Start of Block

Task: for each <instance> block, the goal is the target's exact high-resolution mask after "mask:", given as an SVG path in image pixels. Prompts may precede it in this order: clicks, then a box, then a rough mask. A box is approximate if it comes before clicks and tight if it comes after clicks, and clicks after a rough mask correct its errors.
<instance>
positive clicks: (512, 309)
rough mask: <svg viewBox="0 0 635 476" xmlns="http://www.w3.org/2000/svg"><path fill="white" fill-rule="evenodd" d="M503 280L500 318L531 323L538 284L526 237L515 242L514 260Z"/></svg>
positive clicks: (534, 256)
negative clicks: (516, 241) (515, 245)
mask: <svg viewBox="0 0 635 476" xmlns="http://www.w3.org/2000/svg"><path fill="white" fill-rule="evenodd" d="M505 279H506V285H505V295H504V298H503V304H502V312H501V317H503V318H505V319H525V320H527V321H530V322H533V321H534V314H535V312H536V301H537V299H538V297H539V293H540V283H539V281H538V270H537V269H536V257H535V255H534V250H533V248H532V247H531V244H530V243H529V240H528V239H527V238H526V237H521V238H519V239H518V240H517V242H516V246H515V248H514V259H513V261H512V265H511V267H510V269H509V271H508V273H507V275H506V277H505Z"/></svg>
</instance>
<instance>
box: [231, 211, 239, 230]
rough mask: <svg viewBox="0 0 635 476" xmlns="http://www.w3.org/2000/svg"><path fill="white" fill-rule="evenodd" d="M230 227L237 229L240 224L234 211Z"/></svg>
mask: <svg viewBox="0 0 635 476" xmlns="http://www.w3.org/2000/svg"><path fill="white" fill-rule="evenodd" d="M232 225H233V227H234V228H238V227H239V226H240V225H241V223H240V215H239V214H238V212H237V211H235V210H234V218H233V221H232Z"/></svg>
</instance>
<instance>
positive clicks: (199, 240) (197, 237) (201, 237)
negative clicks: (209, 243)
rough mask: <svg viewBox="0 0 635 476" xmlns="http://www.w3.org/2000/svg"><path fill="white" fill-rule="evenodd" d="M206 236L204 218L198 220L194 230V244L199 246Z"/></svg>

End of Block

**TASK STATEMENT:**
Please show each line of the records above that contains the string "negative", treating uppercase and lowercase as different.

**PROBLEM SOLUTION:**
negative clicks: (516, 241) (515, 245)
negative clicks: (209, 243)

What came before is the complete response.